Restate all of the entries exactly, dropping any pictures they hold.

::::

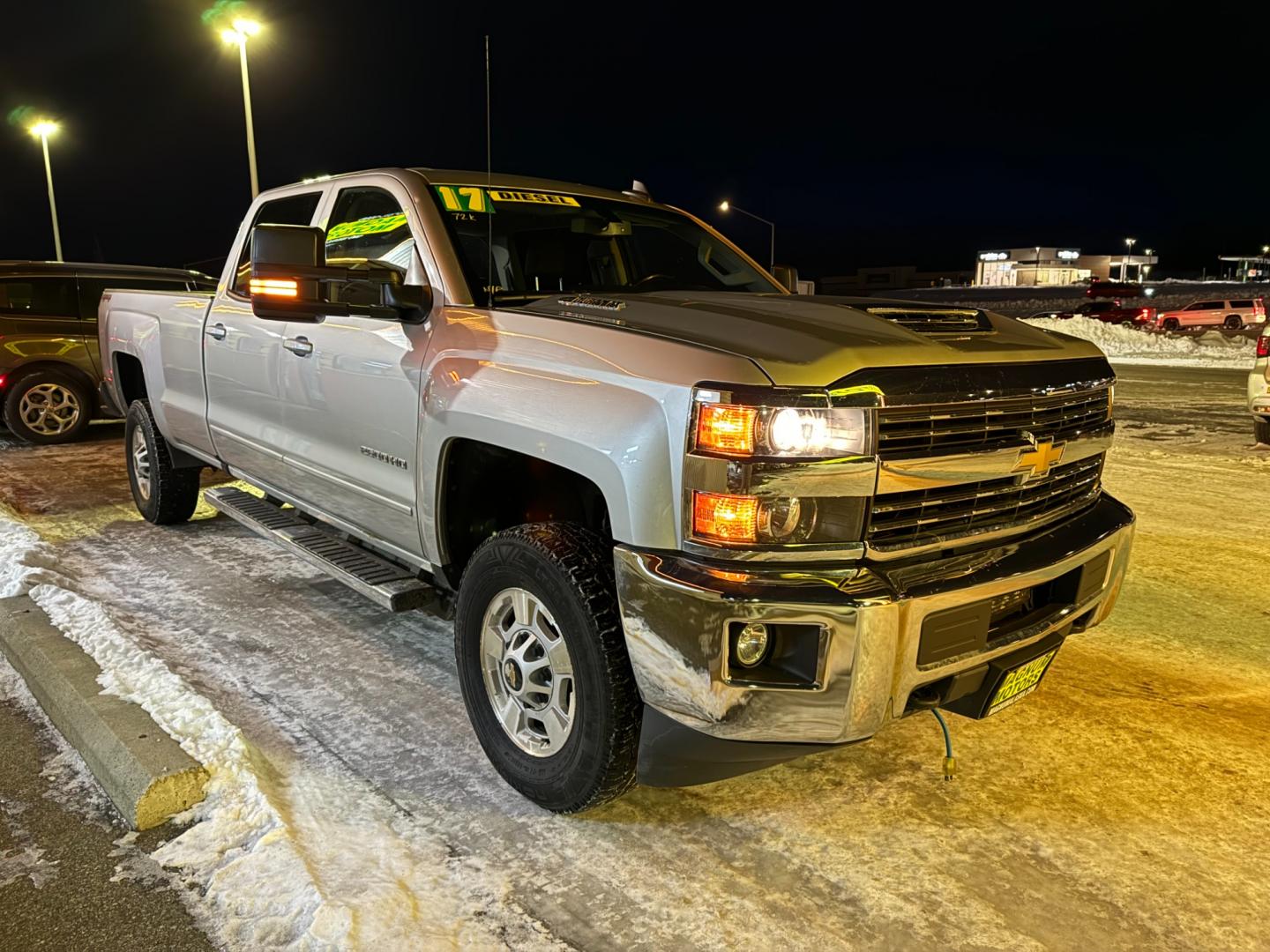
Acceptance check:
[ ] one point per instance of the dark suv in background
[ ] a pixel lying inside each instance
(49, 362)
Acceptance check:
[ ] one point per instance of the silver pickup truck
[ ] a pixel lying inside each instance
(690, 524)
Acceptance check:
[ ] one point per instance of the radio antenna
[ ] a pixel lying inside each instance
(489, 178)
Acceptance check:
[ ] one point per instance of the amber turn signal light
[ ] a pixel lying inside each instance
(723, 428)
(274, 287)
(724, 518)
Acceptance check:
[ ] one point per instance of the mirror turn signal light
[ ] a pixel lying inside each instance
(274, 287)
(724, 518)
(724, 428)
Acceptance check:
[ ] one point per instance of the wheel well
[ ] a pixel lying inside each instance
(130, 380)
(485, 489)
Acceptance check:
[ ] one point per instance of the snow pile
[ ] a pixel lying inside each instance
(26, 560)
(280, 856)
(1123, 344)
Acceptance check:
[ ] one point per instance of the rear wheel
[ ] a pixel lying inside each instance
(48, 406)
(542, 666)
(164, 494)
(1261, 430)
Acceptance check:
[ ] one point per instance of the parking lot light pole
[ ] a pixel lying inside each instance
(42, 130)
(238, 33)
(771, 253)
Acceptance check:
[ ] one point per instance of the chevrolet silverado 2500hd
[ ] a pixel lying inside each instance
(692, 524)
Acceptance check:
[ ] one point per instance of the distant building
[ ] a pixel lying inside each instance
(1251, 267)
(1024, 267)
(902, 277)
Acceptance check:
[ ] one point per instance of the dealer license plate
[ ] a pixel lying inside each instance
(1020, 682)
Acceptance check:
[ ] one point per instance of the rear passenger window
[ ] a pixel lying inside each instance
(292, 210)
(90, 290)
(38, 297)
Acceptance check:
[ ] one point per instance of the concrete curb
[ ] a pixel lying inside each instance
(143, 770)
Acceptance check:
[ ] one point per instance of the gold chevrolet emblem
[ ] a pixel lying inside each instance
(1039, 458)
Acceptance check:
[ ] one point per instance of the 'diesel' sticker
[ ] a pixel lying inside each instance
(473, 198)
(502, 195)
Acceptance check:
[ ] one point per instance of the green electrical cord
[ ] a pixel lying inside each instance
(949, 762)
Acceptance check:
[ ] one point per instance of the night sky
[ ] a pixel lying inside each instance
(871, 138)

::::

SOLUTION FOR THIS TASK -
Acceptance check:
[ ] one point per instance of the dark suv in background
[ ] a pixel lying inside each instance
(49, 362)
Acceptance check:
[ ] one point per instance of the silver pickup truck
[ ] a pixel lying inside each instance
(690, 524)
Acceptance check:
[ ] one point per instance of the radio antenna
[ ] a pixel lying inside each instance
(489, 178)
Acceptance check:
[ ] one point per instance of the amber turn signal light
[ ] a pixel lying inside each instance
(723, 428)
(274, 287)
(724, 518)
Acceptance check:
[ ] one point per instance of the mirror turn signal light
[ ] a pixel lying inside each instance
(274, 287)
(724, 518)
(724, 428)
Acceptance check:
[ ] one point per instance of the wheel well
[ ] a pixel lying inside each instance
(130, 380)
(485, 489)
Acceptance check:
[ ] one point per instance of the snow pile
[ ] a pixel lying inside each instance
(26, 560)
(280, 856)
(1123, 344)
Acceptance check:
[ ] one point per instance of the rear wheel
[ ] a pixel lying inside each instance
(48, 406)
(542, 666)
(164, 494)
(1261, 430)
Acceptance check:
[ ] one point per instance of the parking lot light pole
[ ] a pixel lying inside each instance
(42, 130)
(238, 33)
(771, 253)
Acceptance check:
[ ] one point per instance of the chevrolet silverado 2500hd
[ ] a pixel lying inside each instance
(692, 524)
Acceptance check:
[ ] one point per instance of the distant building
[ ] a pixel lying inside each instance
(1251, 267)
(1024, 267)
(902, 277)
Acceptance check:
[ ] one point per instance of the dealer license plate
[ ] a pixel lying inside each instance
(1020, 682)
Acceptance check:
[ ] one point per instance of the rear passenger window
[ ] a pixel lying inside each instance
(292, 210)
(90, 290)
(38, 297)
Acceptance check:
[ ] one point per instance of the concrete curb
[ ] a pixel lying inside each instance
(143, 770)
Acceptance check:
[ ] one point per instance of the gold chevrolet emblem
[ ] a pixel lying inside each instance
(1039, 458)
Acceptance check:
[ ] one point per instance of the 'diesel' sticker
[ ] a pixel lying inside each instance
(473, 198)
(502, 195)
Acceptance check:
[ ] one point per instance of the green electrical cord
[ ] a pixel lying inside each instance
(949, 762)
Acceptance check:
[ ] one point per instance of the night sky
[ ] a pixel lying inside each instance
(871, 138)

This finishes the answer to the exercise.